Scanning the entries below, copy every line that contains the word "bottle".

────────────────────

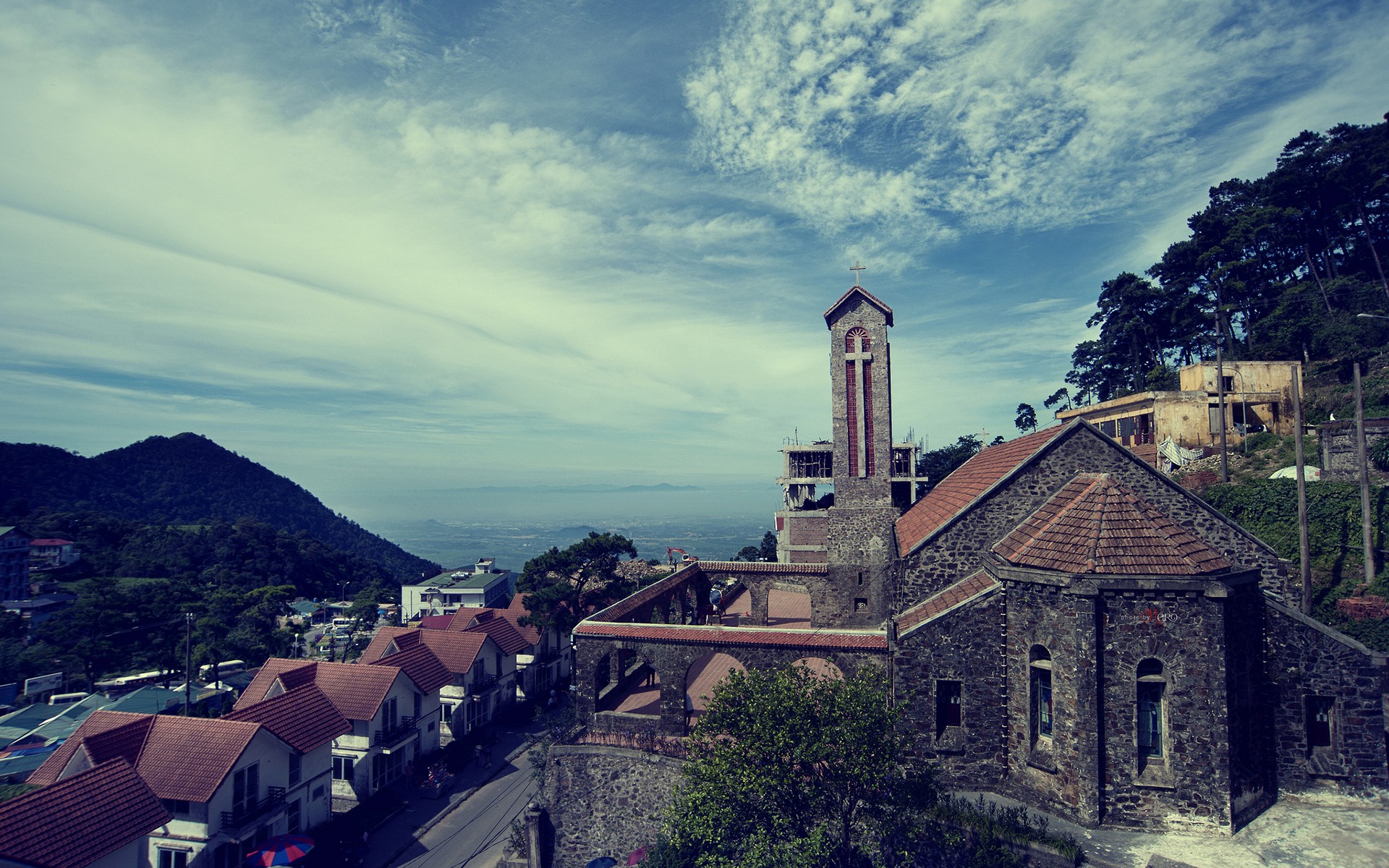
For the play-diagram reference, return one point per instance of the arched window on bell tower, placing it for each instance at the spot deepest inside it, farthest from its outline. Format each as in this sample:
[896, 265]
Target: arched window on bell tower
[859, 400]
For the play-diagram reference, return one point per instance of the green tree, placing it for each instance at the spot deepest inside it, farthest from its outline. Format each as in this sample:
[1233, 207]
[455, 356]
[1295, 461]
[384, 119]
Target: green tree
[937, 464]
[1027, 418]
[794, 768]
[563, 587]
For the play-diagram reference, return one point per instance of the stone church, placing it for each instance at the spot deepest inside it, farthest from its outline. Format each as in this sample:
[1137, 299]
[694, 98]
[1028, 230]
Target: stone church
[1060, 623]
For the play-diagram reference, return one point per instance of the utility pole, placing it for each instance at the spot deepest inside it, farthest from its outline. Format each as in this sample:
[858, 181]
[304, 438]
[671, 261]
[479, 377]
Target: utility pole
[1364, 482]
[188, 664]
[1304, 557]
[1220, 396]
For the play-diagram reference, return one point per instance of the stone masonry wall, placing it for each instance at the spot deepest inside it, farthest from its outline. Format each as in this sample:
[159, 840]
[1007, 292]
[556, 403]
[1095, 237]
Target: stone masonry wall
[1060, 773]
[1303, 660]
[606, 800]
[966, 644]
[1189, 786]
[673, 661]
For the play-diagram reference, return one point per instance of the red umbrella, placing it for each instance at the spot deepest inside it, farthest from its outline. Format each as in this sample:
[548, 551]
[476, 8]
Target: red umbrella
[281, 851]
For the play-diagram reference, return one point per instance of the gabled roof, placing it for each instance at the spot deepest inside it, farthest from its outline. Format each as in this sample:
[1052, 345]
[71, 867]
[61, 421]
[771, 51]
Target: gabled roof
[177, 757]
[356, 691]
[305, 718]
[80, 820]
[817, 638]
[866, 295]
[1099, 525]
[421, 665]
[502, 629]
[948, 599]
[457, 652]
[967, 484]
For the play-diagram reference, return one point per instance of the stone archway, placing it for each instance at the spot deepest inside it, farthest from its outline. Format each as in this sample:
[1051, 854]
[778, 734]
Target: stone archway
[821, 667]
[700, 679]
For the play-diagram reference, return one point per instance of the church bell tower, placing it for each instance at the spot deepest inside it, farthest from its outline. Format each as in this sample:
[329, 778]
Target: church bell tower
[860, 539]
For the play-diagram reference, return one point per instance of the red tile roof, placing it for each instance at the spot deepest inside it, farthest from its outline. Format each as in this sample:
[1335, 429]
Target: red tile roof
[966, 590]
[305, 718]
[867, 297]
[421, 665]
[289, 674]
[821, 638]
[967, 484]
[504, 632]
[456, 652]
[1097, 525]
[177, 757]
[96, 724]
[81, 818]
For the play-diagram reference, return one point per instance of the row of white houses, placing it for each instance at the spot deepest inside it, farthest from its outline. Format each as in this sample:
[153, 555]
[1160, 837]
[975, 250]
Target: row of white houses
[303, 738]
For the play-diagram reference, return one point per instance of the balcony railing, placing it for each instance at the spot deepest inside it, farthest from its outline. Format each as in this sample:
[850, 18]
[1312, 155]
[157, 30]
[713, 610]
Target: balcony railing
[389, 736]
[234, 821]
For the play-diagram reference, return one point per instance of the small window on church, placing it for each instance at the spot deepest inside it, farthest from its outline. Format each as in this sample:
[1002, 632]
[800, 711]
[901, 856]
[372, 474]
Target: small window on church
[948, 706]
[1041, 692]
[1319, 721]
[1152, 688]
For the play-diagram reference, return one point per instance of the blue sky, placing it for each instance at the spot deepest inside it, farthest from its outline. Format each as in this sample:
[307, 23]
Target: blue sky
[394, 246]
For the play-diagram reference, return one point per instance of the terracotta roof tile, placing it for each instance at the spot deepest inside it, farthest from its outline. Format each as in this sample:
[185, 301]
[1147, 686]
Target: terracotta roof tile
[502, 631]
[966, 590]
[75, 821]
[456, 652]
[820, 638]
[305, 718]
[177, 757]
[356, 691]
[289, 674]
[421, 665]
[967, 484]
[96, 724]
[1097, 525]
[191, 757]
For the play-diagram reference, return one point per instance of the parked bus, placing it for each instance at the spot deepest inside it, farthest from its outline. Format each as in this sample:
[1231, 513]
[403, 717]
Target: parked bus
[223, 670]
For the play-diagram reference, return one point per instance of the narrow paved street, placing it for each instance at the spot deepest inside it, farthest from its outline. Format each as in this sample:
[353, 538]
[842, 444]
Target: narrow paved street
[474, 833]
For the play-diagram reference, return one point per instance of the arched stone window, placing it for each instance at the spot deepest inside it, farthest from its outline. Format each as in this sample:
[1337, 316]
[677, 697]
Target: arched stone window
[1152, 712]
[1040, 694]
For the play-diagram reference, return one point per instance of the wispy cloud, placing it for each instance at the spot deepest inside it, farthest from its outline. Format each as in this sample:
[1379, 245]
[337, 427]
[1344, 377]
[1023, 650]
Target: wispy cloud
[930, 119]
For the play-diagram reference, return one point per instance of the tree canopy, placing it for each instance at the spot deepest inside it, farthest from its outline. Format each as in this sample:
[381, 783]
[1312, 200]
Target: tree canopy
[563, 587]
[791, 768]
[1274, 268]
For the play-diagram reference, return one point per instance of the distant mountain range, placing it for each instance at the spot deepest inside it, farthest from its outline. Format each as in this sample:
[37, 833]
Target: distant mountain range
[593, 488]
[182, 480]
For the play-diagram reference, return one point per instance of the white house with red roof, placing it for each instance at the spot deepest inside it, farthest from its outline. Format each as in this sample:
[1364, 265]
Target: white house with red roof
[98, 818]
[223, 782]
[392, 709]
[481, 673]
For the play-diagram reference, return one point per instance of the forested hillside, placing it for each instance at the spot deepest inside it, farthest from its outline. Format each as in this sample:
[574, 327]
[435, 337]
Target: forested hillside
[173, 527]
[1277, 267]
[185, 480]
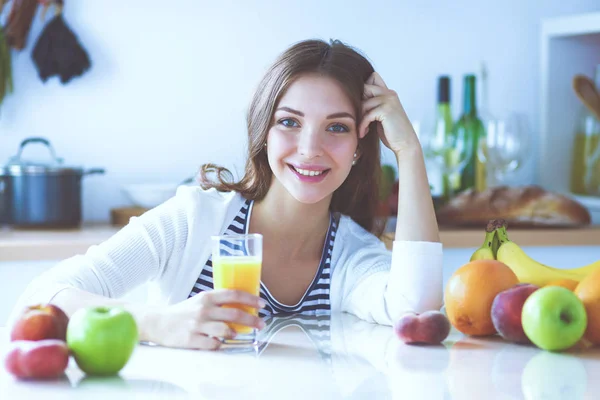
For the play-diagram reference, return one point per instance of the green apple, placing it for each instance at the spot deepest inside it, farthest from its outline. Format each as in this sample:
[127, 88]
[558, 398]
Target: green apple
[102, 339]
[553, 318]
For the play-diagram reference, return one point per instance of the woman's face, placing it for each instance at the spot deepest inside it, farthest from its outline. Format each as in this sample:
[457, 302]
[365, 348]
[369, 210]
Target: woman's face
[312, 139]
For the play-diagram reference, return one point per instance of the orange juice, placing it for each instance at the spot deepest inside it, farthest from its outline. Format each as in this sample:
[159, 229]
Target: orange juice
[238, 273]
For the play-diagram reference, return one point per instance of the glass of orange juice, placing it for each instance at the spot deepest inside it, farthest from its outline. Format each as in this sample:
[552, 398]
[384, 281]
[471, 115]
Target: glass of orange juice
[237, 264]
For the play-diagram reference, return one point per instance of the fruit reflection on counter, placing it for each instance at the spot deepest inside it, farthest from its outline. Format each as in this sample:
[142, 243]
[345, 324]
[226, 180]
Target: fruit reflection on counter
[43, 338]
[501, 290]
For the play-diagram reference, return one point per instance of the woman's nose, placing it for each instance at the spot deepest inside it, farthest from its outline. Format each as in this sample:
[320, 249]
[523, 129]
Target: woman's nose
[309, 143]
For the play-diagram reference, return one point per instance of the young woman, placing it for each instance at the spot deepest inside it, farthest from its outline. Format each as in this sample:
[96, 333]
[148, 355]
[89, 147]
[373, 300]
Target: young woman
[310, 188]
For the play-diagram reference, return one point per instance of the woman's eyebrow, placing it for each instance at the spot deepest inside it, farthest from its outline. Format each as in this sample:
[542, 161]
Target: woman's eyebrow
[332, 116]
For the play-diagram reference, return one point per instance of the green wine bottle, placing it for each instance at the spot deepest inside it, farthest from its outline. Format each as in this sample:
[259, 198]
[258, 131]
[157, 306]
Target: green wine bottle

────────────────────

▶ Answer box:
For the play-diagram reference, return one point per instance of the green wine bottle, placing it for each instance at the spot deepest inside it, farthest from its outline. Format each as in this sample:
Target: green wine bottle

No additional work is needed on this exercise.